When Barca makes demands, it’s enough to make you nod your head and then head over to Wikipedia. He hides his face in a stocking cap, points his finger and says Division 19 wants a far-reaching anti-corruption trial, reaching back several administrations to pinpoint where America went wrong. And they want a re-introduction of the Glass Steagall Act that protected the economy and the public from the greed, carelessness and depradations of bankers and Wall Street investment firms, up until it was eroded and removed prior to the Great Recession of 2008.
That’s on the money political commentary, writer-director S.A. Halewood. And you parked it right in in the middle of an exceptionally low-budget indie film.
Division 19 helps Hardin escape. The COO of Centrol Control, the would-be “president” of us all, is Premier Lyndon (Linus Roache, terrific). He’s as cynical as the latest polls allow, determined that Hardin be caught and order be restored. But Panopticon sees better ratings, more product-tie-ins and more viewer involvement (“Seen this man? Turn him in for CREDITS.”) in chasing him on his dash through the underground to the Underground.
The pursuits are reasonably well-handled, montages of aerial footage, black and white drone interior clips, fights and chases. There’s blood, and that action picture stand-by, self-surgery.
Lyndon has been sentenced to be served by a class of hipster tech nerds and trend “influencer” trackers, who appreciate the “sophisticated hive mind” pitch of Division 19’s subversives — they include tax reforms in addition to their push against Big Banking and Wall Street.
When the youngsters start to lecture him on the predictable path this liberty and taxation insurrection is taking, he notes that what they’re talking about “The Laffer Curve.”
“How’d you KNOW that?” the childish hipsters want to know.

━━━━

TASK DESCRIPTION: Could you write out the film review from "Division 19 helps" to "to the Underground.", switching "Hardin" to "the fugitive"?

━━━━

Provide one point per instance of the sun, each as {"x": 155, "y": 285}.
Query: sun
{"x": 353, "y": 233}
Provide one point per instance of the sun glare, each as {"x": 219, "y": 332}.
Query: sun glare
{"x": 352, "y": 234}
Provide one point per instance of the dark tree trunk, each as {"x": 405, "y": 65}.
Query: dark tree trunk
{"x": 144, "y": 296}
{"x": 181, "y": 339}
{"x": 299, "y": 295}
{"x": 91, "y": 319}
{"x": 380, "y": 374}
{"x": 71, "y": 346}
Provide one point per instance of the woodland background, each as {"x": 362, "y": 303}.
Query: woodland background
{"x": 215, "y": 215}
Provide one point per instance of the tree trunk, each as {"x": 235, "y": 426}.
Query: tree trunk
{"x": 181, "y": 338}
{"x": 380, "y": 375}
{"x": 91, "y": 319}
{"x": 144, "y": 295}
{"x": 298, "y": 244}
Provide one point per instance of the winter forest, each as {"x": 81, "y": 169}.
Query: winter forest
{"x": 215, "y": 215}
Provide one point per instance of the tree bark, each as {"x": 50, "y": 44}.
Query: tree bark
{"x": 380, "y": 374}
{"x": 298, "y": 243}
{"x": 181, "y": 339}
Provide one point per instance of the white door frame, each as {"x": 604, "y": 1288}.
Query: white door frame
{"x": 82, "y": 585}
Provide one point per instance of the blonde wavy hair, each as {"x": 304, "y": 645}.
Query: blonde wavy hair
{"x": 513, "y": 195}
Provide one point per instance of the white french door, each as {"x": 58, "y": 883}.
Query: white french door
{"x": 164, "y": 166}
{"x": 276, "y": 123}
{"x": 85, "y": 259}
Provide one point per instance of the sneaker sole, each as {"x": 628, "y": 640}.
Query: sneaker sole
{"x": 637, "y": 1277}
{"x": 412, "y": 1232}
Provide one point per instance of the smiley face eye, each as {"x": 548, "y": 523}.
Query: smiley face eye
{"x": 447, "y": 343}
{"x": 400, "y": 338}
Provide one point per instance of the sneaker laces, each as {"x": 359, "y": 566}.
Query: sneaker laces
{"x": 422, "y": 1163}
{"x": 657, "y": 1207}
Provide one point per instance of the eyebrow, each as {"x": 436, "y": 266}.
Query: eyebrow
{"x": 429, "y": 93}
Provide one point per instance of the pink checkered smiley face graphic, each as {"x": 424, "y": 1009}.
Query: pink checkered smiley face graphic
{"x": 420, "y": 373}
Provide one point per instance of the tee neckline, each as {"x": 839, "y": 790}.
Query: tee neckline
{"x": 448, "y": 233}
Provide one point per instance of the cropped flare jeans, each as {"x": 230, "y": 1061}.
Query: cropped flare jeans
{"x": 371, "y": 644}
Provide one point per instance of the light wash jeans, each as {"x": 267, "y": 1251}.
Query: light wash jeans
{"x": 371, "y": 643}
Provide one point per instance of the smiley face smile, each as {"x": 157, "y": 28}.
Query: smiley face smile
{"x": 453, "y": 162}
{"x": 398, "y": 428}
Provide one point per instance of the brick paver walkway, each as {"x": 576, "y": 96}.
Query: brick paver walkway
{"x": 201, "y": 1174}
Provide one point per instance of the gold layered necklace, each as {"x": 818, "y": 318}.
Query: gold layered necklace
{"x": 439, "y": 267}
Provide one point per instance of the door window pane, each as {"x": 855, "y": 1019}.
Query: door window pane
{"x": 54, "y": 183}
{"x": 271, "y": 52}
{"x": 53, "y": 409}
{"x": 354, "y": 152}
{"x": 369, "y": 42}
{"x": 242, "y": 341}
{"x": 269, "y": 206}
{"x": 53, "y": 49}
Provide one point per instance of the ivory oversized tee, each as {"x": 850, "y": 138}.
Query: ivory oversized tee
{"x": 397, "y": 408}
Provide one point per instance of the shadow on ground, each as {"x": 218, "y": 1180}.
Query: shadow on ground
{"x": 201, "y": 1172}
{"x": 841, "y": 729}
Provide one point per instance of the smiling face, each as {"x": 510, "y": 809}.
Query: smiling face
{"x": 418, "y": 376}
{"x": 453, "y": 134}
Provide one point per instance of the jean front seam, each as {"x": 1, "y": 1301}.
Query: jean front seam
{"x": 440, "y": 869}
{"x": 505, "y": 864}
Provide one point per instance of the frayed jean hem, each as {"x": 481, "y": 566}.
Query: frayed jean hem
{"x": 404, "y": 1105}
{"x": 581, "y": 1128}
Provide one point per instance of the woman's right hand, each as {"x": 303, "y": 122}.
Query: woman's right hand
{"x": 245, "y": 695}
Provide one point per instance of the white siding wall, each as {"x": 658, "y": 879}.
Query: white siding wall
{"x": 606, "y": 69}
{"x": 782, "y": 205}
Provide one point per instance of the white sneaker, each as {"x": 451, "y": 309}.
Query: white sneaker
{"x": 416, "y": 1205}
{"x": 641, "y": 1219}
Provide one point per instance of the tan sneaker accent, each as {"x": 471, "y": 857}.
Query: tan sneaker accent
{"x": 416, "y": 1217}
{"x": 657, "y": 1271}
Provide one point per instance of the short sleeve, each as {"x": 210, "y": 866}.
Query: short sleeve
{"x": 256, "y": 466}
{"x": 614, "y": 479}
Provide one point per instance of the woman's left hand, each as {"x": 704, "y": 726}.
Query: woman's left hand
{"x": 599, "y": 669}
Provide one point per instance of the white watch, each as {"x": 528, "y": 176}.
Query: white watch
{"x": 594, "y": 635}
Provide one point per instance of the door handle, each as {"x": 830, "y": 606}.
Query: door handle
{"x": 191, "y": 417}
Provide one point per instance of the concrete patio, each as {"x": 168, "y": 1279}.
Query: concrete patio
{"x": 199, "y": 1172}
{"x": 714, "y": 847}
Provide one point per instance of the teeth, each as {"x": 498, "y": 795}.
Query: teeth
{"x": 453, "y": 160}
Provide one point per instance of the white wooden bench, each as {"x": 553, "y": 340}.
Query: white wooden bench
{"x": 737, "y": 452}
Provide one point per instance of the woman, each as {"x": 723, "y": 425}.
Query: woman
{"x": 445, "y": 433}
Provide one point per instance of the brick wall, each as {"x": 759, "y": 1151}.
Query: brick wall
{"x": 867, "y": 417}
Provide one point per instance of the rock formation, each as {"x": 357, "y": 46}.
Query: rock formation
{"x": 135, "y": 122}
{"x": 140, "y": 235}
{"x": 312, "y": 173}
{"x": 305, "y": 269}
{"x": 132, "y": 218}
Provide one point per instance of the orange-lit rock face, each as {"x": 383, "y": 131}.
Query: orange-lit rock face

━━━━

ANSWER TO THE PROBLEM:
Division 19 helps the fugitive escape. The COO of Centrol Control, the would-be “president” of us all, is Premier Lyndon (Linus Roache, terrific). He’s as cynical as the latest polls allow, determined that the fugitive be caught and order be restored. But Panopticon sees better ratings, more product-tie-ins and more viewer involvement (“Seen this man? Turn him in for CREDITS.”) in chasing him on his dash through the underground to the Underground.